Description of the task> Report every line of the material that contains the string "blurred".

Available data>
╭──
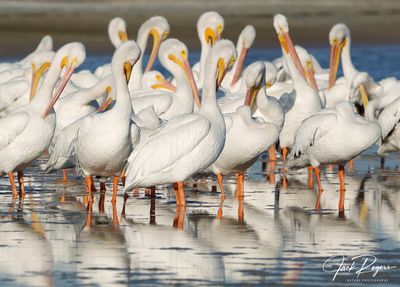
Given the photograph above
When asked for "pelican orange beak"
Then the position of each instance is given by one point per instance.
(251, 96)
(127, 71)
(220, 28)
(163, 84)
(364, 95)
(64, 80)
(107, 102)
(240, 64)
(223, 69)
(210, 36)
(183, 62)
(287, 45)
(269, 84)
(336, 50)
(122, 36)
(309, 72)
(36, 77)
(157, 39)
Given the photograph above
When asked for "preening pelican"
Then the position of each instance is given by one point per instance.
(246, 38)
(158, 28)
(29, 131)
(188, 143)
(209, 29)
(304, 100)
(18, 91)
(332, 136)
(75, 108)
(173, 56)
(246, 137)
(103, 141)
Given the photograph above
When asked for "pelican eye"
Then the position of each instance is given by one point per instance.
(165, 35)
(160, 78)
(64, 62)
(232, 61)
(220, 28)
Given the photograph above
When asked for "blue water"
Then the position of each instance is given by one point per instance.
(54, 237)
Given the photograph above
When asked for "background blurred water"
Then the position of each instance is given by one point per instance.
(54, 237)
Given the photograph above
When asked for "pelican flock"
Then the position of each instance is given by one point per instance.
(143, 128)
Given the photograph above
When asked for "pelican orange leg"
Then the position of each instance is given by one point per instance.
(21, 183)
(65, 175)
(320, 190)
(342, 188)
(115, 189)
(221, 184)
(310, 178)
(12, 183)
(272, 153)
(284, 153)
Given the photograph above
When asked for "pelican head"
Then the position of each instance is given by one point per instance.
(158, 28)
(174, 56)
(209, 27)
(282, 29)
(270, 74)
(255, 80)
(156, 81)
(40, 63)
(67, 59)
(245, 41)
(338, 37)
(117, 31)
(125, 57)
(307, 64)
(224, 55)
(357, 88)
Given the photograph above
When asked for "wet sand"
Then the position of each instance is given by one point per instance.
(22, 23)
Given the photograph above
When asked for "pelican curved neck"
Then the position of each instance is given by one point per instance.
(205, 49)
(135, 82)
(349, 71)
(209, 95)
(45, 93)
(92, 93)
(184, 94)
(298, 81)
(123, 105)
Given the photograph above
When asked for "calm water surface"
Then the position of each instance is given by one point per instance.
(54, 237)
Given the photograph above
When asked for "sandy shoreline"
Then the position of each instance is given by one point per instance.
(22, 23)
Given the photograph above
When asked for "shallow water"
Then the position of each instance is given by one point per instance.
(273, 236)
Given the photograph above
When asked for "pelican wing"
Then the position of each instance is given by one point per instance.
(11, 127)
(168, 144)
(388, 119)
(312, 129)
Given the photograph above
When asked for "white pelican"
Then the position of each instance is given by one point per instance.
(332, 136)
(173, 56)
(340, 41)
(189, 143)
(246, 38)
(158, 28)
(389, 122)
(103, 141)
(304, 100)
(209, 29)
(20, 90)
(81, 103)
(246, 137)
(29, 131)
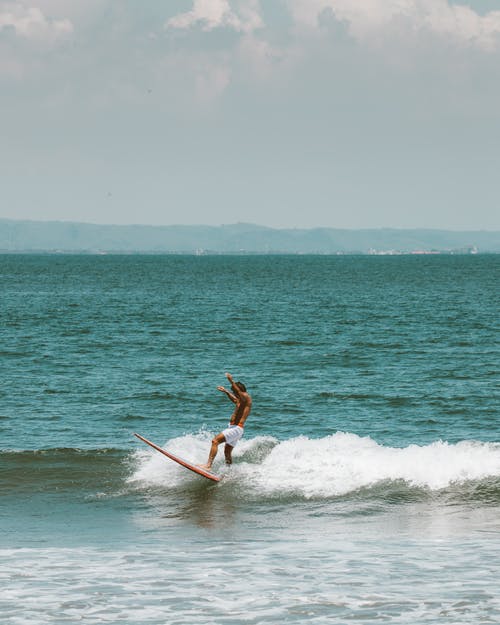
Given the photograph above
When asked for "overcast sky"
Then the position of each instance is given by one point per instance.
(286, 113)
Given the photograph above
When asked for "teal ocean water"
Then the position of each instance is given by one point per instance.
(366, 488)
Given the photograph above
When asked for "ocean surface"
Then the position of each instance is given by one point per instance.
(366, 488)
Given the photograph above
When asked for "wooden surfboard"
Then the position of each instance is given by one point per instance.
(184, 463)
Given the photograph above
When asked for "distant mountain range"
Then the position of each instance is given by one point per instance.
(45, 236)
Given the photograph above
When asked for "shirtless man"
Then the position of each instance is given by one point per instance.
(234, 432)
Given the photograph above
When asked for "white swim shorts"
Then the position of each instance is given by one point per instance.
(232, 434)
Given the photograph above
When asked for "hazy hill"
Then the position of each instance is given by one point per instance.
(31, 236)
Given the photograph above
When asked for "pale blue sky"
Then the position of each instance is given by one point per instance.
(286, 113)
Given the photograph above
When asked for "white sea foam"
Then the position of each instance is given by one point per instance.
(326, 467)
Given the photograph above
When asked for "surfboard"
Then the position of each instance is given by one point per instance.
(184, 463)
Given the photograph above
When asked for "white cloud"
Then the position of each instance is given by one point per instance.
(210, 14)
(366, 18)
(31, 23)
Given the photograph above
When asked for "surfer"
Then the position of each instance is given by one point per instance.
(232, 434)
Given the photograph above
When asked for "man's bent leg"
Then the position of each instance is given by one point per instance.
(228, 450)
(216, 441)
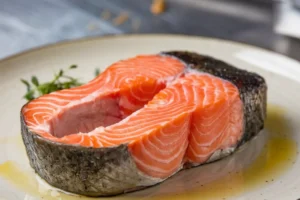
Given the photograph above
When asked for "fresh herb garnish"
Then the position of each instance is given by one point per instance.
(61, 81)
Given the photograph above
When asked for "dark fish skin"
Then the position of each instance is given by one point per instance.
(112, 171)
(252, 87)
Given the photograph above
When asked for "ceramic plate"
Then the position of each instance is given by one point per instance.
(267, 167)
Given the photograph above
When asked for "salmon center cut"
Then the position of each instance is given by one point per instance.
(166, 113)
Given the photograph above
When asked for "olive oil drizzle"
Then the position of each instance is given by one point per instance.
(219, 180)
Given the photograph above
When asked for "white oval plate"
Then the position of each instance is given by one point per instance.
(239, 176)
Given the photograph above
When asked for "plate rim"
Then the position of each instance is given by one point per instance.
(143, 36)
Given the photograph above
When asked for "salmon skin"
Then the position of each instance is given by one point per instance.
(141, 121)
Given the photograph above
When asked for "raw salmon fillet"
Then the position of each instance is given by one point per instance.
(154, 112)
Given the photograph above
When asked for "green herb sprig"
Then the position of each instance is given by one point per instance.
(60, 81)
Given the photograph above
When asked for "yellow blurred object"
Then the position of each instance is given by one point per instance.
(158, 7)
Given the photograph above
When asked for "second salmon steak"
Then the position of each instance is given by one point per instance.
(140, 121)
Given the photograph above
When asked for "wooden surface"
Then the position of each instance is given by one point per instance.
(26, 24)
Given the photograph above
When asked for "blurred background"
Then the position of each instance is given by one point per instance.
(269, 24)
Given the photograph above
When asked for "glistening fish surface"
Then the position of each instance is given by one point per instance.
(142, 120)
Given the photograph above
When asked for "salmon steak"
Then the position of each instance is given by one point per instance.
(141, 121)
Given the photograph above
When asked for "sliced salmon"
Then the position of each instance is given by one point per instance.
(162, 112)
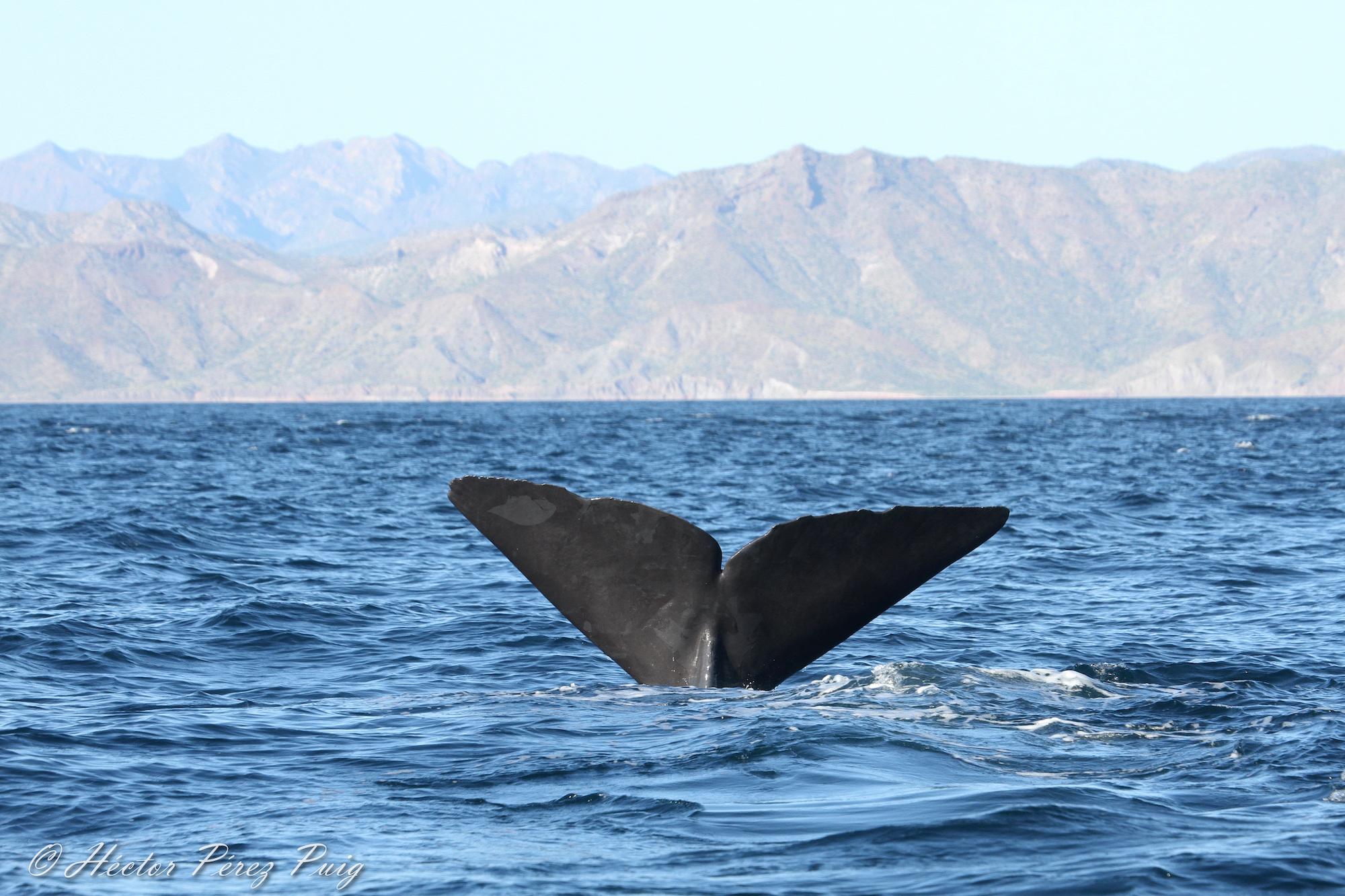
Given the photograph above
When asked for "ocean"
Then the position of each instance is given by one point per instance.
╰──
Task solution>
When asked for "background blurred water"
When asked for "yellow blurred object"
When asked for "blurred background"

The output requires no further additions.